• **Required task**
State how many lines below contain the word "tree", and give only the number.

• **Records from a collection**
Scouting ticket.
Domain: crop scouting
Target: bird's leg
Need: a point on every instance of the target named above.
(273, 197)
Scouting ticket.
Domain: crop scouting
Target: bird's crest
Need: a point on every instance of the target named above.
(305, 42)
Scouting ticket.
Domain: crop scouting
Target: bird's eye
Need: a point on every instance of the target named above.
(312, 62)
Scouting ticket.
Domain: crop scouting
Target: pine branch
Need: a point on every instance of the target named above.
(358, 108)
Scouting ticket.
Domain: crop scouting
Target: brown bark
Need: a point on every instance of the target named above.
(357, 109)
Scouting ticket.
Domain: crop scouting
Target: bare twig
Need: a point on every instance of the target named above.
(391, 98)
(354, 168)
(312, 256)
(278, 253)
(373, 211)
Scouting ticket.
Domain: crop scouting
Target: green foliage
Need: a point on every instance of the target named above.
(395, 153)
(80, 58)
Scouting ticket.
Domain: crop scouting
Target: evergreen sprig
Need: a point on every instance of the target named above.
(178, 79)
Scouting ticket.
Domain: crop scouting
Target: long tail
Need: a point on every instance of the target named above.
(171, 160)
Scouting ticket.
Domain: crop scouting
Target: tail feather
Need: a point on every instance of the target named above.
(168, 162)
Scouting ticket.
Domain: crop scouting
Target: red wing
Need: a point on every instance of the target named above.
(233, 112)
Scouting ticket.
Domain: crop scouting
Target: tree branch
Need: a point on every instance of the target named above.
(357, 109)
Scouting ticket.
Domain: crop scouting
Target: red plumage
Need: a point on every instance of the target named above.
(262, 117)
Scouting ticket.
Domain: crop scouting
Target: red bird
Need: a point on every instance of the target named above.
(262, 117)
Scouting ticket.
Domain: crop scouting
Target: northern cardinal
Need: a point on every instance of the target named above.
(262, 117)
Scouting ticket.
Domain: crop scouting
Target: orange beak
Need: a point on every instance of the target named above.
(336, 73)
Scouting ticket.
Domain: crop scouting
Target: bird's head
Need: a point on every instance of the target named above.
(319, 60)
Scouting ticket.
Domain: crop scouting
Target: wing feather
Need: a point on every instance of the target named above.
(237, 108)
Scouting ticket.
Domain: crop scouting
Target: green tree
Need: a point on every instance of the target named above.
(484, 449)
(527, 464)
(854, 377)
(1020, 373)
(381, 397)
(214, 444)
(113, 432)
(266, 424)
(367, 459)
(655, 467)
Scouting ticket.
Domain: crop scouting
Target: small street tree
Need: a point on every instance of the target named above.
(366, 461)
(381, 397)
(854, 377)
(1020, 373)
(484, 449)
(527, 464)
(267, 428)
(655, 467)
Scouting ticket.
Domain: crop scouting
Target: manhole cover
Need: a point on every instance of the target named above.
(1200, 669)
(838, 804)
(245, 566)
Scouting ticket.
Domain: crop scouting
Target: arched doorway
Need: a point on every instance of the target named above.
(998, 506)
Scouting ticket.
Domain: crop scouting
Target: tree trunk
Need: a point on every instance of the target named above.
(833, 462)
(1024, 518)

• **Task result**
4